### [DATA FOR ANALYSIS]
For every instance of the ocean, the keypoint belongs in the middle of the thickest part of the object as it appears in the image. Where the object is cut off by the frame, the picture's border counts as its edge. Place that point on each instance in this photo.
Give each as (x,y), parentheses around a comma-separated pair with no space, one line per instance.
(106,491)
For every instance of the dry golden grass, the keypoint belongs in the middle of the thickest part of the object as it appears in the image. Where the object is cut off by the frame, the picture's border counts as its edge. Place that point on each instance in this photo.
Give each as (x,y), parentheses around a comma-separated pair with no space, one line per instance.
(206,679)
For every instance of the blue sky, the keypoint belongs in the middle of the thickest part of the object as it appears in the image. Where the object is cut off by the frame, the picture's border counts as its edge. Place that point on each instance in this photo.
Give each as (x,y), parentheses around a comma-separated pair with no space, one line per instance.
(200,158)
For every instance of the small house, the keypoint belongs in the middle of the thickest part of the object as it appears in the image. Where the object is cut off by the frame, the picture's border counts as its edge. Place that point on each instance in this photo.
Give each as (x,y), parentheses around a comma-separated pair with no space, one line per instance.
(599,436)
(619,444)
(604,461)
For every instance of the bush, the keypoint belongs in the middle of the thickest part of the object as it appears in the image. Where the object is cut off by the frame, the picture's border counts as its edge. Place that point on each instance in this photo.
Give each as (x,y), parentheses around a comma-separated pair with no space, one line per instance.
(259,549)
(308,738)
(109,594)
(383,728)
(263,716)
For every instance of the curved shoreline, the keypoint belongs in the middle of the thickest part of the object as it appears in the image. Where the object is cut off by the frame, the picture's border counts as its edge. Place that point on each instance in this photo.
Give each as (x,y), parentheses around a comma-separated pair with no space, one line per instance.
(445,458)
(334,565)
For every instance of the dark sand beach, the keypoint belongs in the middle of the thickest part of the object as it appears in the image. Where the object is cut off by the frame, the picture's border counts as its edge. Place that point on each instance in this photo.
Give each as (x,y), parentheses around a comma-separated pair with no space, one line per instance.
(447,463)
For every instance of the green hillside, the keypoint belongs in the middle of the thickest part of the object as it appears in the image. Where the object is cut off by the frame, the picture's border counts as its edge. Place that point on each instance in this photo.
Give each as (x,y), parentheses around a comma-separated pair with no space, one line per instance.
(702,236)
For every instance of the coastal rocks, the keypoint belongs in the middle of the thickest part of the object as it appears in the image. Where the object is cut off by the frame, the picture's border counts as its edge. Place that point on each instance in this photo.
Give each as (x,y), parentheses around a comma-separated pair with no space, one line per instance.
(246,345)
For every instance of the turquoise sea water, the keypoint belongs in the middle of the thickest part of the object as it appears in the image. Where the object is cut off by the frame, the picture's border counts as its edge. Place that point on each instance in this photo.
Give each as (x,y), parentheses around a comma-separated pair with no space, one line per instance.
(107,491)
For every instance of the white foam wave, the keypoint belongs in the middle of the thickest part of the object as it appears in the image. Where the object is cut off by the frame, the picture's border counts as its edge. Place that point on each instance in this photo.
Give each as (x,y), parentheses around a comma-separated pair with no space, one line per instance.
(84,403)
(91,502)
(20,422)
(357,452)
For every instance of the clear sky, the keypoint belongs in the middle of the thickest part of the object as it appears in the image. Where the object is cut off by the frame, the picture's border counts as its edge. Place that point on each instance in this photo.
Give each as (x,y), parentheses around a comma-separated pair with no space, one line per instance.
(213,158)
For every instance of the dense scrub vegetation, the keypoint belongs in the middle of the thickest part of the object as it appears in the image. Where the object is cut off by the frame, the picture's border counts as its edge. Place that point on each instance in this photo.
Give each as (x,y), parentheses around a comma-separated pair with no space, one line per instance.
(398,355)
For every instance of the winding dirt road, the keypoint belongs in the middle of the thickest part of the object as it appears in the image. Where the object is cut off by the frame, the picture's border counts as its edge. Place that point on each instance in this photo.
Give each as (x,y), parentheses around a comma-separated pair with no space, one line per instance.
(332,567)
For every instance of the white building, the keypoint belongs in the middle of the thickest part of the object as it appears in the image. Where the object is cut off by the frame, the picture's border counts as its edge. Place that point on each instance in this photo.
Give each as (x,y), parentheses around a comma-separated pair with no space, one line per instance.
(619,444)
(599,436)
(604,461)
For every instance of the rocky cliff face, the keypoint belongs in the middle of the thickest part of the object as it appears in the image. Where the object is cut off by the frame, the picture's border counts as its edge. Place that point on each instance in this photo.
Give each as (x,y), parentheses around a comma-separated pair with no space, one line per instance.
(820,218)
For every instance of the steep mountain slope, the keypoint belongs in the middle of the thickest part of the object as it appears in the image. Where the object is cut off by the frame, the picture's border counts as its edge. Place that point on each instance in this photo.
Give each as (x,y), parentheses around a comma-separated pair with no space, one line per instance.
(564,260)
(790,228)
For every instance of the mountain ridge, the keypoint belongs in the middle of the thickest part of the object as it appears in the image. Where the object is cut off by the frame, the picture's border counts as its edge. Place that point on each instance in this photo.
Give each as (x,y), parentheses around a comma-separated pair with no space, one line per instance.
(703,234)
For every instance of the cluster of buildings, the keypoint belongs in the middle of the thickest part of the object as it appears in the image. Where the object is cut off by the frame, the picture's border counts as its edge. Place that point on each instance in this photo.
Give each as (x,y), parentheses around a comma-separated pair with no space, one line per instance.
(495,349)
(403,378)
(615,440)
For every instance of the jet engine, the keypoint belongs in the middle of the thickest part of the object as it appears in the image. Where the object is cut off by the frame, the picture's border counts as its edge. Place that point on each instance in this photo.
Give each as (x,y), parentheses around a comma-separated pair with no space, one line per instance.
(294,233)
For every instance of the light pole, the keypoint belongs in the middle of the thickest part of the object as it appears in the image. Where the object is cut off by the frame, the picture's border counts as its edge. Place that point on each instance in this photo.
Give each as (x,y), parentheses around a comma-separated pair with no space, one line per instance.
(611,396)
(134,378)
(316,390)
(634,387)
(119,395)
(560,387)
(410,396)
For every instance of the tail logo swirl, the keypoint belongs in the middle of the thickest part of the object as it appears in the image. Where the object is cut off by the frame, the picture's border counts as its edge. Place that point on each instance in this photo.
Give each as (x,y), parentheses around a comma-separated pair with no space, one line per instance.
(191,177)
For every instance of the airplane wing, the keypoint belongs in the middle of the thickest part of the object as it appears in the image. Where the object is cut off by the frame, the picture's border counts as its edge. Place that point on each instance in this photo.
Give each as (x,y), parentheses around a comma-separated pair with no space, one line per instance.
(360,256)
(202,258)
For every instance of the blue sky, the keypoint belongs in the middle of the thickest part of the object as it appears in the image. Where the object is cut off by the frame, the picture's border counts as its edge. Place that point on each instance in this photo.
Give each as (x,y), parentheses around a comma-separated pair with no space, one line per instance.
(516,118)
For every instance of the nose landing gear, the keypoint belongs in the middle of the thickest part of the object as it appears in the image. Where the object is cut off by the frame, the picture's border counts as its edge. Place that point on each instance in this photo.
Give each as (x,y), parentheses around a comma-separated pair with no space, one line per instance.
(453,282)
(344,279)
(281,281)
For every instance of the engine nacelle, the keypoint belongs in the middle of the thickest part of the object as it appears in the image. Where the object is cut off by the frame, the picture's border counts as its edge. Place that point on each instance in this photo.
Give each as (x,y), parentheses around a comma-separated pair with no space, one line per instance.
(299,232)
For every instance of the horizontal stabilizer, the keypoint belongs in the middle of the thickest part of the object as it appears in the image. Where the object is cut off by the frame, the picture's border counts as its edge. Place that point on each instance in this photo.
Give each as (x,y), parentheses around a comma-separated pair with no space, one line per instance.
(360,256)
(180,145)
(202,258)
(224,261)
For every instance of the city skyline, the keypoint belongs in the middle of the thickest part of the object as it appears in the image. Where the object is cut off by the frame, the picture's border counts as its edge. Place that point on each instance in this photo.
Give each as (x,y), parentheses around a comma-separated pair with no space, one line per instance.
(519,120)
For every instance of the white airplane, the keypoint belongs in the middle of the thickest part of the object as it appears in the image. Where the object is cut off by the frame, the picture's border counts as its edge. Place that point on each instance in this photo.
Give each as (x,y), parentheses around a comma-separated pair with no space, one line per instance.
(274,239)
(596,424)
...
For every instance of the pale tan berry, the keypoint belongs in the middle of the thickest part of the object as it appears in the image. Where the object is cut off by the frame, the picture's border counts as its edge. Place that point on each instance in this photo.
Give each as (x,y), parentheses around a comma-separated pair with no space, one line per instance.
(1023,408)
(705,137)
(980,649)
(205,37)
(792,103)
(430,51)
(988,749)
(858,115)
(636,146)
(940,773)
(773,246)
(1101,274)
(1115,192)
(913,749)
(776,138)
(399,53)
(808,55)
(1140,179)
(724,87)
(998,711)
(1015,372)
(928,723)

### [PROMPT]
Starting at the line with "For every instance of the nose" and ending at the line with "For every instance of the engine", print each line of the listing above exactly, with no other lines.

### [SOLUTION TO THIS TASK]
For every instance of the nose landing gear, the keypoint belongs in the middle of the thickest part of the object as it appears in the image. Where the object is cut off by the frame, the picture's border counts as its edge. Place that point on each instance in this photo.
Give each as (x,y), parentheses around a comma-separated pair with no space, one line per instance.
(453,282)
(344,279)
(281,281)
For every instance of the engine nacelle, the keypoint belongs in the middle of the thickest part of the object as it appears in the image. Where the object is cut off by the frame, the picture's border counts as its edge. Place that point on each instance in this photo.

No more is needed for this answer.